▶ [Prompt]
Retype the lines of the entries below word for word, starting at the line that contains "of the pitch" and ending at the last line of the entries, with both included.

____________________

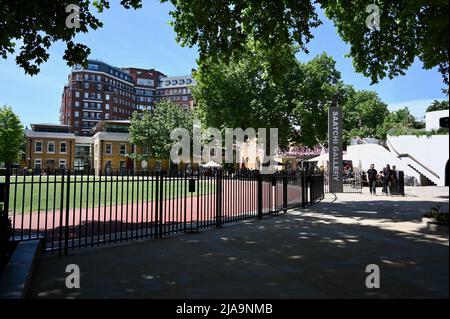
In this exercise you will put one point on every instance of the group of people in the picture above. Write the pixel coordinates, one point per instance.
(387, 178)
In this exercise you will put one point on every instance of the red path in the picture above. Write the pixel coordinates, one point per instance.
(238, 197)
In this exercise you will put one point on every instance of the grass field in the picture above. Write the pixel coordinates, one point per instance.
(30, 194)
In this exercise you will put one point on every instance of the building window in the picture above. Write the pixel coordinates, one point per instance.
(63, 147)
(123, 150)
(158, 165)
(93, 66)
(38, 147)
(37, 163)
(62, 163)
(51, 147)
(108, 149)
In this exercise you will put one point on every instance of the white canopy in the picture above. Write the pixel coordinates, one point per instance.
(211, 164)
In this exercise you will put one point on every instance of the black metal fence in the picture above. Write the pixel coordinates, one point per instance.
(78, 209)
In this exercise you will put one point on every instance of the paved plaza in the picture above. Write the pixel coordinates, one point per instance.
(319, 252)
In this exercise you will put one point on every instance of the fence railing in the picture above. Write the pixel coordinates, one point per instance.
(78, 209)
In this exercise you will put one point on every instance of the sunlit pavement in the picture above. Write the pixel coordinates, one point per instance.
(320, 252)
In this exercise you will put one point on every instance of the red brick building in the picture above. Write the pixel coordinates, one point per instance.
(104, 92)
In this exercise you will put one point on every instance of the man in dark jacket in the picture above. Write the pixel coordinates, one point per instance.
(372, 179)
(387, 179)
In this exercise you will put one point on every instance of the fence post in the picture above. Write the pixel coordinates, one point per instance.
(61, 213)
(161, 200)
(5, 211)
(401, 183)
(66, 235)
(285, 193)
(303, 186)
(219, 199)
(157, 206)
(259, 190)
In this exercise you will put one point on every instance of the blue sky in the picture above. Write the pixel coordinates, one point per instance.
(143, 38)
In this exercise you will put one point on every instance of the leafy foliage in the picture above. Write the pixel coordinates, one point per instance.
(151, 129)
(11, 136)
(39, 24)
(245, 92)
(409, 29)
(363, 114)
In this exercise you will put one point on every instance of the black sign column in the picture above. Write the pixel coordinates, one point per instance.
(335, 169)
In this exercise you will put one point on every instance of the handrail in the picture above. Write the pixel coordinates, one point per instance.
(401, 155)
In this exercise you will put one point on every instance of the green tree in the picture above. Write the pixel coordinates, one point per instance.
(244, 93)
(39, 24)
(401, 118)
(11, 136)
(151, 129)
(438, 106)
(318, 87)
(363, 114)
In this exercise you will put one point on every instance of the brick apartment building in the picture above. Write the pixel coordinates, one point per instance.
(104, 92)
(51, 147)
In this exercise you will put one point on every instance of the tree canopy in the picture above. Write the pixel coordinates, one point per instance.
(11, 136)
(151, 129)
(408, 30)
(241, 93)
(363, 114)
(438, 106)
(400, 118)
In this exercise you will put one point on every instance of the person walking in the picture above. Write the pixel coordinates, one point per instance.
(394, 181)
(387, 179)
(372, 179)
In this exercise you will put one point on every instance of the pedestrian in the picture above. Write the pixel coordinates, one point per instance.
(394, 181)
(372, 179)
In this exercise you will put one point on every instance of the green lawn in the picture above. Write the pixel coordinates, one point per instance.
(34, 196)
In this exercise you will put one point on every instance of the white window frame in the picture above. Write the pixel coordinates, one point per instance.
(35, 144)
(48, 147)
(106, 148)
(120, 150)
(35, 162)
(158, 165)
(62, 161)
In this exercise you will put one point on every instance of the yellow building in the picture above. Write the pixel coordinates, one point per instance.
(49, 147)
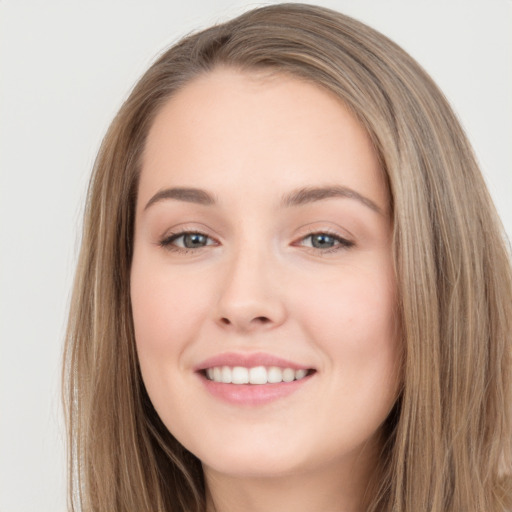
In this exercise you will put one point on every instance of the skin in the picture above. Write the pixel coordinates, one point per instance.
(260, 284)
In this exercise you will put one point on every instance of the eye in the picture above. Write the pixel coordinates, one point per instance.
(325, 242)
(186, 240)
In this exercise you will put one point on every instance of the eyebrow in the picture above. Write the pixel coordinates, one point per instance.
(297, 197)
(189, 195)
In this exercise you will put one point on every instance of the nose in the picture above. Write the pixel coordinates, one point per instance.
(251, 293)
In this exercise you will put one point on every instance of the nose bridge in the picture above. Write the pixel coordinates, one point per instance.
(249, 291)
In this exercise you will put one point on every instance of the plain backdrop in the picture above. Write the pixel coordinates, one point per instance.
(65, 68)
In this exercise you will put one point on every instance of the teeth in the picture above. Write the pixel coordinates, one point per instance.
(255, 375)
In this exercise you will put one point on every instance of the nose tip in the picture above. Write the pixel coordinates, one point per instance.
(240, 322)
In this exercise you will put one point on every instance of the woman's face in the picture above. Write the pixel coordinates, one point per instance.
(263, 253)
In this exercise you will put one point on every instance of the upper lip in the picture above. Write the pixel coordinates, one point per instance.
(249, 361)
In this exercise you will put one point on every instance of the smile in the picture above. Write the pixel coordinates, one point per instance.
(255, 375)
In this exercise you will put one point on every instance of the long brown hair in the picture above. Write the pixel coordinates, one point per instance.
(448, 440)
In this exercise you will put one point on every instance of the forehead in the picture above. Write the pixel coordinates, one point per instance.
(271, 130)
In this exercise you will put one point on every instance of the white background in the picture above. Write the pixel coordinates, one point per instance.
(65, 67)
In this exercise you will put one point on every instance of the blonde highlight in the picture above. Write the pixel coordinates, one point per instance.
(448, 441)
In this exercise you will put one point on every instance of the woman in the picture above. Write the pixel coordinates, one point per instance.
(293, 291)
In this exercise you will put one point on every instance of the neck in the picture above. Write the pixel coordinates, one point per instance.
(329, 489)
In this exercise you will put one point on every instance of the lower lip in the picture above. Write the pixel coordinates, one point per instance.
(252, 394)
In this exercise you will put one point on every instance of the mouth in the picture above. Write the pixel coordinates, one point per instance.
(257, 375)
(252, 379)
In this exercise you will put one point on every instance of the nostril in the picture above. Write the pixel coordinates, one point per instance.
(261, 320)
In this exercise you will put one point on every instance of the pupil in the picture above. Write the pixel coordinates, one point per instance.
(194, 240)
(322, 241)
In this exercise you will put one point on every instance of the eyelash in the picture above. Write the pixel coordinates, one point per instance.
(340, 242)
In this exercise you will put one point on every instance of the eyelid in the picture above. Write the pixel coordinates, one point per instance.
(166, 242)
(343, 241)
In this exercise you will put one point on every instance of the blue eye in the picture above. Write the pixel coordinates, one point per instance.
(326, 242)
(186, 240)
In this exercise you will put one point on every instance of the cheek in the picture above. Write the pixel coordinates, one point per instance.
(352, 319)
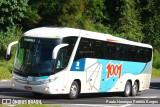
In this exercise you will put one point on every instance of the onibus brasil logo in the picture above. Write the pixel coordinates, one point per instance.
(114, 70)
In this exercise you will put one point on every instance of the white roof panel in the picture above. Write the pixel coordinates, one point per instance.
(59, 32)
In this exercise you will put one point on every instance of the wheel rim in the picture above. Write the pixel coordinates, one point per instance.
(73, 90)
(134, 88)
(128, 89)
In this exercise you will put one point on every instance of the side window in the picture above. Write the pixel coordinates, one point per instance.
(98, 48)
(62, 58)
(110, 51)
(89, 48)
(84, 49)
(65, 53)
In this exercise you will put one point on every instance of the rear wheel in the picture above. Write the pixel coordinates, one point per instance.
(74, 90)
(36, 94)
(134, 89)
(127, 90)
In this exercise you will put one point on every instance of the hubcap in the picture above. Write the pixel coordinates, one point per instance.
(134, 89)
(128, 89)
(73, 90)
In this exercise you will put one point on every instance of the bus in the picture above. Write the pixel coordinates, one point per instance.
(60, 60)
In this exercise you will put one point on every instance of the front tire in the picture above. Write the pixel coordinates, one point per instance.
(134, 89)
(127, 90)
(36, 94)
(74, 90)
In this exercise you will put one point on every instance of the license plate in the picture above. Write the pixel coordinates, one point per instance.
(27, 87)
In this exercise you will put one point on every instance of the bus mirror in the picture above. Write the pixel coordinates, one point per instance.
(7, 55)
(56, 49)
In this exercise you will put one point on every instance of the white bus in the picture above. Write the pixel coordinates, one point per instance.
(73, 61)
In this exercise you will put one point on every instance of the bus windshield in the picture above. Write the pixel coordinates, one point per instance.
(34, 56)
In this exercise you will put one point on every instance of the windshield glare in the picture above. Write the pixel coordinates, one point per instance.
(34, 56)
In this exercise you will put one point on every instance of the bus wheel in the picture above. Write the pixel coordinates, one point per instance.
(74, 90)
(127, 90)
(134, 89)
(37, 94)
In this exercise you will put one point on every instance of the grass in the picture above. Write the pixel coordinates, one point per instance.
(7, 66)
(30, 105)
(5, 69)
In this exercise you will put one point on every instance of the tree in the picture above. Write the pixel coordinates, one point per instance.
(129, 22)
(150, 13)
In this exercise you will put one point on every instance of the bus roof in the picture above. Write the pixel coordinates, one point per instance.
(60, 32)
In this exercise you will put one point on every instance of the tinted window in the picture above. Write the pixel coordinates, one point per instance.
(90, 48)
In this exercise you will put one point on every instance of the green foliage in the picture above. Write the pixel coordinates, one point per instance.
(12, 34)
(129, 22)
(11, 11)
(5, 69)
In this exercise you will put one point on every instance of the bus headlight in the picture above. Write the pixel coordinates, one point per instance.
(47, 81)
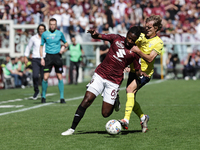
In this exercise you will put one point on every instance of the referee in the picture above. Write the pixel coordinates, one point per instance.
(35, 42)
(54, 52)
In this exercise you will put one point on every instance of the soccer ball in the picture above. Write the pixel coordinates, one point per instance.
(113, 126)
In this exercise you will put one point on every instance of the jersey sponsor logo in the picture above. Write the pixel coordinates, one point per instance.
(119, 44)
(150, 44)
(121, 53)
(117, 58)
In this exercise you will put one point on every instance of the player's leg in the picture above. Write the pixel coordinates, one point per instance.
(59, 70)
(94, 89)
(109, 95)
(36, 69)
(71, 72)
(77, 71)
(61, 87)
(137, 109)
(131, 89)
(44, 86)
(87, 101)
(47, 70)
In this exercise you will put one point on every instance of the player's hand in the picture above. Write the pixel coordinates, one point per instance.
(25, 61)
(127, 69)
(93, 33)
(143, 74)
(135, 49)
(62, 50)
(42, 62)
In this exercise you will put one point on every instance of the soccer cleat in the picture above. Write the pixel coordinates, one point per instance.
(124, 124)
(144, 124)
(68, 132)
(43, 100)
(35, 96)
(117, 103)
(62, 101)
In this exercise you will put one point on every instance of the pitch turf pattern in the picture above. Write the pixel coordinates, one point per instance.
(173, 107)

____________________

▶ [Completed task]
In this exercise you will put one point on every instance of the pitch turf pattern in the picture above. Write the pixel coordinates, one point per instance.
(173, 107)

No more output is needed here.